• _Text section_
※ ※ ※
Long irregular periods
Question: When I get my periods, they go on too long. Sometimes I bleed for 15 days each month. I am 25 years old. I have seen different doctors, but they don’t seem to help. I’m going crazy. What do you suggest?
Prolonged irregular periods in a young woman require detailed investigation to exclude any cause for the obvious hormonal imbalance you are suffering. These investigations could include blood tests, a laparoscopy (looking into your pelvis with a microscope tube), and a curette (cleaning out of the uterus). If all these are negative, and the problem continues, a number of different hormones and medications can be used to regulate your cycle.
The most commonly used treatment is the oral contraceptive pill, but a relatively high dose may be necessary to totally suppress your own hormone production. After some experimentation with dosage, most women find that this will give them regular, light, pain-free periods. Other alternatives include other types of hormones taken for the ten to fourteen days before an expected period, and hormone-blocking drugs. You should continue to pester the doctor in whom you have the most confidence, for a successful form of control. Continued doctor shopping will only lead to confusion in your mind, and between the different doctors.
Question: I have terrible period pain, but every two weeks when I am both menstruating and ovulating! It seems to be more pronounced on the right side. What can I do?
You are extraordinarily unlucky to be suffering from both forms of regular gynecological pain—uterine cramps and mittelschmerz.
When your periods come every month, the thick muscle of the uterus contracts to squeeze out the old uterine lining as blood mixed with cells. In some women, the uterus contracts too much, goes into spasm and causes severe pain, in much the same way that a leg muscle can go into cramp and cause pain.
※ ※ ※
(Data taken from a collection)

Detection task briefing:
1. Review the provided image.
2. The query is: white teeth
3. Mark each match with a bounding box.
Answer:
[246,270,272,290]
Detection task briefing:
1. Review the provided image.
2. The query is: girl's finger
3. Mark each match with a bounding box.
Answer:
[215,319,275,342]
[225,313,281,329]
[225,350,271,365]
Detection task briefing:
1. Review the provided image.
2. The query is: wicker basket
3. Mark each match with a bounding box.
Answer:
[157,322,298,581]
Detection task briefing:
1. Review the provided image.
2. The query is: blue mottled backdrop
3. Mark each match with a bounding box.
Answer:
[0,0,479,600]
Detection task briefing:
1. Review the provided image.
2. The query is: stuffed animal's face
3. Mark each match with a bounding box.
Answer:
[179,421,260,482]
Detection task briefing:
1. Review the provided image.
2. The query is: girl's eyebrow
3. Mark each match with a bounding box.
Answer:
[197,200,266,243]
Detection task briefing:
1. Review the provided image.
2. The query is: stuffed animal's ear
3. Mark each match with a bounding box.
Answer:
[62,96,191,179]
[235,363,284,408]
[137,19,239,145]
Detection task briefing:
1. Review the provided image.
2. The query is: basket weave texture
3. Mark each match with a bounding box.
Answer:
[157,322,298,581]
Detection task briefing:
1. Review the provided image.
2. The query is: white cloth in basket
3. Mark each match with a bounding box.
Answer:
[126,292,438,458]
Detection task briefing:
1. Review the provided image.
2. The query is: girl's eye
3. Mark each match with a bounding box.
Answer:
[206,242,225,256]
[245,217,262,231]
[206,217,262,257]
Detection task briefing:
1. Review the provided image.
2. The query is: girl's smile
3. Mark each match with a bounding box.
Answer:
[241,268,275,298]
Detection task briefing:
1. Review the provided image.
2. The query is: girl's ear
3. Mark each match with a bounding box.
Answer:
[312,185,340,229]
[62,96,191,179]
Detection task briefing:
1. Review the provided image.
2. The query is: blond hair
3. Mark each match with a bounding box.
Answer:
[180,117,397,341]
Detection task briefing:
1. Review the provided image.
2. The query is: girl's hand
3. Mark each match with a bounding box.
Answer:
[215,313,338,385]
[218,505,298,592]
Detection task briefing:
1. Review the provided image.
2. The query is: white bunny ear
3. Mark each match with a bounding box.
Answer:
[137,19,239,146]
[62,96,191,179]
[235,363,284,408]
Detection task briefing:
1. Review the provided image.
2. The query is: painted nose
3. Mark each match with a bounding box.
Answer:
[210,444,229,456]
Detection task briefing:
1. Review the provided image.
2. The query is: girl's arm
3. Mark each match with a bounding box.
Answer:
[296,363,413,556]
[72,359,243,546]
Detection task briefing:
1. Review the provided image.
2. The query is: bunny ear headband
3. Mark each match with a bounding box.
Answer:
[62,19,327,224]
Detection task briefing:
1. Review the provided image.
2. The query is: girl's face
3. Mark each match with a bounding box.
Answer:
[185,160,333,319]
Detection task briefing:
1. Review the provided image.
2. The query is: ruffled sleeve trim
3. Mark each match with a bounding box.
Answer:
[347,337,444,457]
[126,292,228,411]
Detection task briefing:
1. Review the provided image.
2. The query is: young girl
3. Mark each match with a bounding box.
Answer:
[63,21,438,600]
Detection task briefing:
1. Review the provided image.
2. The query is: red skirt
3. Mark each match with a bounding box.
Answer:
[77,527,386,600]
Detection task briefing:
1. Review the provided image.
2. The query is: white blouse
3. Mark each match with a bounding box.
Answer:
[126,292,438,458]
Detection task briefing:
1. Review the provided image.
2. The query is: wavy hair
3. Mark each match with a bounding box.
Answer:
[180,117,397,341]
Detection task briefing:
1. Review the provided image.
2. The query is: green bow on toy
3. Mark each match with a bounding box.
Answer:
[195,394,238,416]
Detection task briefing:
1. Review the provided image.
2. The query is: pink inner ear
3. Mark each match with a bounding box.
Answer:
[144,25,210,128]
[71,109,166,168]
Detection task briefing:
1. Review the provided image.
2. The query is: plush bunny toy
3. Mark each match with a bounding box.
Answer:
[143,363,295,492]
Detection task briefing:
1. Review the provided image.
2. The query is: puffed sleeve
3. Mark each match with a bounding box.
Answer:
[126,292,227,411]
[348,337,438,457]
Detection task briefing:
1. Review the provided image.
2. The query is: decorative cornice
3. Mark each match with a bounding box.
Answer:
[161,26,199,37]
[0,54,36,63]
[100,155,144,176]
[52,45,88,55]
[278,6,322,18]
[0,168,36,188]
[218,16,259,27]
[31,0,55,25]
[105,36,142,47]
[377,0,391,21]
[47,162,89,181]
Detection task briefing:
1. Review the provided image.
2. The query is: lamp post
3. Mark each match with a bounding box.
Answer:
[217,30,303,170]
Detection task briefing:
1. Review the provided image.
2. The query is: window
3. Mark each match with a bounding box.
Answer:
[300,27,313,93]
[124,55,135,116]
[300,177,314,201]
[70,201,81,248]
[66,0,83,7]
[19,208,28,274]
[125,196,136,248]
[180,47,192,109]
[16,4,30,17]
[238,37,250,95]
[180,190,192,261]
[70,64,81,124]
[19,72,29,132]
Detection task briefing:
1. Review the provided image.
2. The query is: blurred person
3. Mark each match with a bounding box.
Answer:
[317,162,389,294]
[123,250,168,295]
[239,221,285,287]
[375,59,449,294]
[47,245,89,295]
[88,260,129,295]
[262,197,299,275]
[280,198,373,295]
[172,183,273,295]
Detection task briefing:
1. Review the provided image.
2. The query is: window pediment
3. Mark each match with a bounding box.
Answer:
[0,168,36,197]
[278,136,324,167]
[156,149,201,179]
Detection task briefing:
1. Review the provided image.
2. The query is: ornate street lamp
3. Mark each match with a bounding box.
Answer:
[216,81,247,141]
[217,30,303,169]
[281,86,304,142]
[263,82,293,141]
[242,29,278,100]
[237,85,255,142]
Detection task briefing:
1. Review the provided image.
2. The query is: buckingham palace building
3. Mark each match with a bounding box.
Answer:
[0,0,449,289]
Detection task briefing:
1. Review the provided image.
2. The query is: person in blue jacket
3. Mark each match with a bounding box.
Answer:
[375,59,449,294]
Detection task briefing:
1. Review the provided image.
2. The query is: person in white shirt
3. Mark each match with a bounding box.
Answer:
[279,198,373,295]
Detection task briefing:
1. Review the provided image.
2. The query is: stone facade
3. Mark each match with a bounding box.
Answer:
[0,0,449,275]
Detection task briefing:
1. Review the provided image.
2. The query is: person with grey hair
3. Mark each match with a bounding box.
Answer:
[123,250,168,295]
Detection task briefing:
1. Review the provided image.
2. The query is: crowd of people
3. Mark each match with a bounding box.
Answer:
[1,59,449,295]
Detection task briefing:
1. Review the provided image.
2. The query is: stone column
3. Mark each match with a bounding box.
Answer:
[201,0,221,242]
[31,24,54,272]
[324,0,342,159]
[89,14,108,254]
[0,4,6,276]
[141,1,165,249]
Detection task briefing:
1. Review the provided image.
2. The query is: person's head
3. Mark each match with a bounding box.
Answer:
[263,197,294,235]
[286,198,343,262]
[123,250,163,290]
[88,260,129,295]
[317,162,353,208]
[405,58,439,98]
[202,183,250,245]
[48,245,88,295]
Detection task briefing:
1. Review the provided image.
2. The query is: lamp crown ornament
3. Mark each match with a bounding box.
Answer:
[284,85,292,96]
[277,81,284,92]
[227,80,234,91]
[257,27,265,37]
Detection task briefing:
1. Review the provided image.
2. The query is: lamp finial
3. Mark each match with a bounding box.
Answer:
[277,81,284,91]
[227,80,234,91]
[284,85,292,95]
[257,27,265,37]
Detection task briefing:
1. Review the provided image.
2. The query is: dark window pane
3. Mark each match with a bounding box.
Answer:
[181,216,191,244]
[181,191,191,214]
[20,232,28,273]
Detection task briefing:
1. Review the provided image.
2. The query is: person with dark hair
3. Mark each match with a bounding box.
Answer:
※ ※ ※
• _Work order 1_
According to the text on long irregular periods, what is the most commonly used treatment?
• _Work order 2_
Please list every investigation that the text on long irregular periods names for finding the cause of the hormonal imbalance.
• _Work order 3_
Carry the text on long irregular periods forward from its last sentence.
The items are separate material and are not part of the text on long irregular periods.

• _Response area 1_
The oral contraceptive pill.

• _Response area 2_
Blood tests, a laparoscopy, and a curette.

• _Response area 3_
In the middle of each month, a small cyst that contains a microscopic egg reaches the surface of a woman’s ovary, ruptures, and releases the egg and a small amount of fluid. If the woman produces eggs in a large cyst instead of a small one, excessive amounts of fluid will be released at ovulation when the cyst ruptures. The fluid is irritant to the lining of the pelvis, and so pain (called mittelschmerz) results. Often one ovary is more active than the other, and in your case the right ovary is producing more eggs than the left. Most women experience uterine cramps with periods, or mittelschmerz with ovulation at some time of their life, but when it occurs regularly, the problem becomes distressing. If you are not trying to fall pregnant, the simple way to treat your two problems is to take the contraceptive pill, which has the double benefit of stopping ovulation (and thus mittelschmerz), and of significantly reducing the loss at period times, thus reducing uterine cramps.
Period cramps can also be reduced by taking medication such as Ponstan or ibuprofen, but there is no other easy way to stop ovulation pain.